● **Deine Aufgabe**
Schreib den Text über den Schöpfungsbericht und Gottes endlosen Tag im Anschluss an seinen letzten Satz weiter.

Es ist beachtenswert, daß in dem Schöpfungsbericht im ersten Kapitel des 1. Buchs Mose in den ersten sechs Tagen der Schöpfung der Abend dem Morgen immer vorangestellt ist. Der Bericht des sechsten Tages lautet zum Teil (1, 26. 31): „Und Gott sprach: Lasset uns Menschen machen, ein Bild, das uns gleich sei, die da herrschen. ... Und Gott sah an alles, was er gemacht hatte; und siehe da, es war sehr gut. Da ward aus Abend und Morgen der sechste Tag.“ Am siebten Tage wurde dann die geistige Vollkommenheit und Vollständigkeit festgestellt und gesegnet. „Also ward vollendet Himmel und Erde mit ihrem ganzen Heer. Und also vollendete Gott am siebenten Tage seine Werke, die er machte. ... Und Gott segnete den siebenten Tag und heiligte ihn“ (1. Mose 2, 1–3). Folglich besteht dieser gesegnete, endlose Tag geistiger Wirklichkeit weiter und ist jetzt und ewig hier.
Mary Baker Eddy gibt im christlich-wissenschaftlichen Lehrbuch „Wissenschaft und Gesundheit mit Schlüssel zur Heiligen Schrift“ (S. 584) für „Tag“ die Begriffsbestimmung: „Der Strahlenglanz des Lebens; Licht, die geistige Idee der Wahrheit und Liebe., Da ward aus Abend und Morgen der erste Tag.‘ (1. Mose 1, 5.) Die Dinge der Zeit und des Sinnes verschwinden in der Erleuchtung des geistigen Verständnisses, und Gemüt bemißt die Zeit nach dem Guten, das sich entfaltet. Dieses Entfalten ist Gottes Tag, ,und wird keine Nacht da sein.‘ “ Die begrenzenden menschlichen Annahmen Wirrnis und Finsternis weichen, wenn der unaufhörliche geistige Strahlenglanz und sein Licht verstanden werden. Die vollkommene und vollständige Schöpfung wird augenscheinlich in immerwährendem Licht.

● **Ausgangsmaterial**
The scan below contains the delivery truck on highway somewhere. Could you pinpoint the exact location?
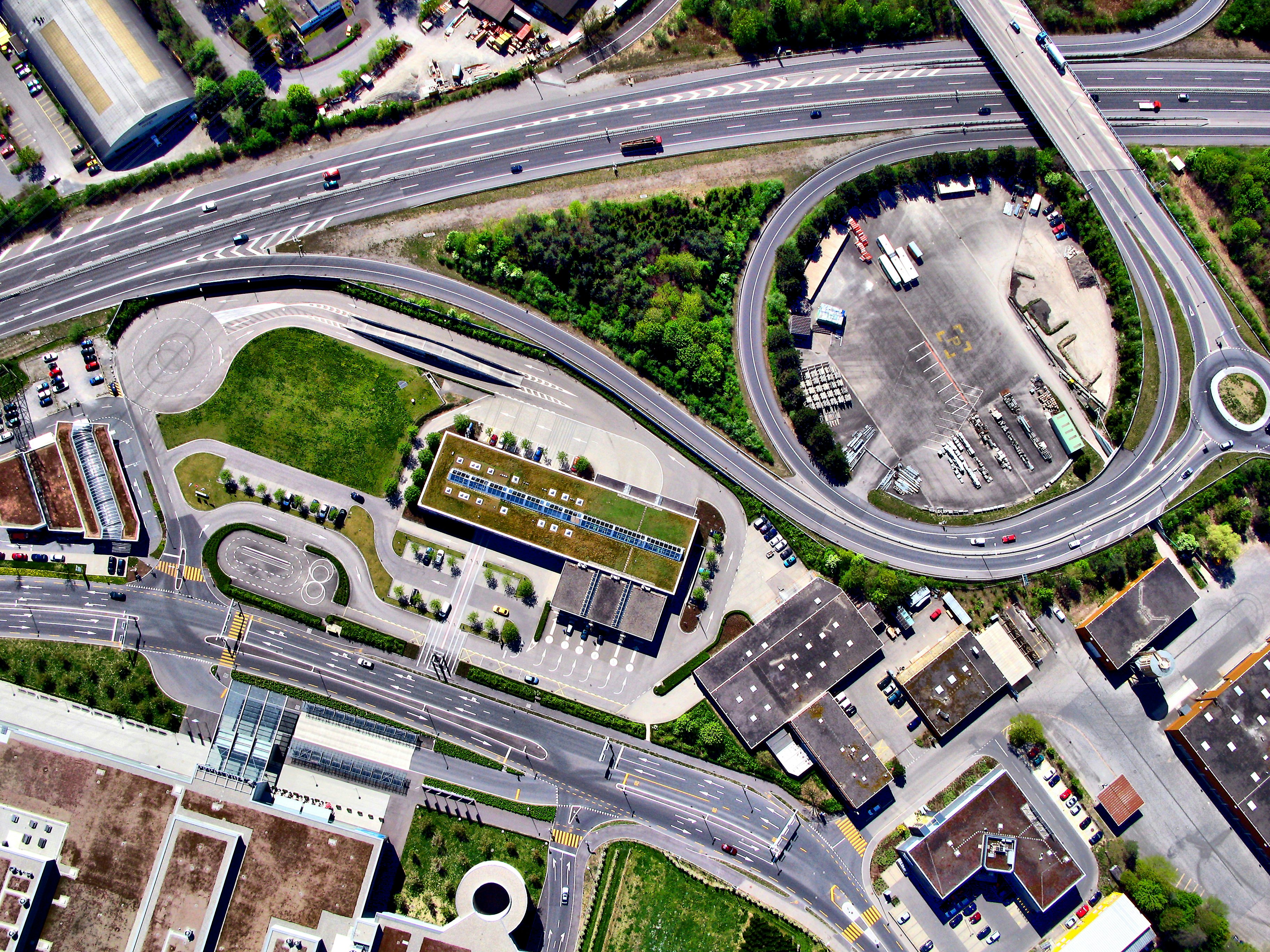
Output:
[622,136,662,155]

● **Ergebnis**
Mit bezeichnendem Scharfsinn schreibt unsere Führerin (Unity of Good, S. 61): „Kommen und Gehen gehören zum sterblichen Bewußtsein. Gott ist, derselbe gestern und heute und auch in Ewigkeit.‘ “ Und sie fügt im nächsten Abschnitt hinzu: „Die Veränderungen des sterblichen Sinnes sind der Abend und der Morgen des menschlichen Denkens, — die Dämmerung und der Tagesanbruch irdischer Wahrnehmung, die dem unverdunkelten Strahlenglanz des göttlichen Lebens vorausgehen. Die menschliche Vorstellung, die dem Erfassen ihrer Nichtsheit entgegengeht, hält inne, geht zurück und wieder vorwärts; aber das göttliche Prinzip und der Geist und der geistige Mensch sind unveränderlich, — sie gehen weder voran noch zurück noch halten sie inne.“ Man könnte mit dem Wort „Veränderung“ das tägliche Leben des Christlichen Wissenschafters beschreiben; denn er weist das sterbliche Sinnenzeugnis mit seiner Verworrenheit und Finsternis, seinen Beschränkungen und Unsicherheiten, seinem Kummer und seinen Fehlschlägen fortwährend zurück und erkennt die herrlichen, ewigen Tatsachen des geistigen Seins an, die ihm sagen, daß der Mensch Gesundheit, Harmonie und Fülle ausdrückt.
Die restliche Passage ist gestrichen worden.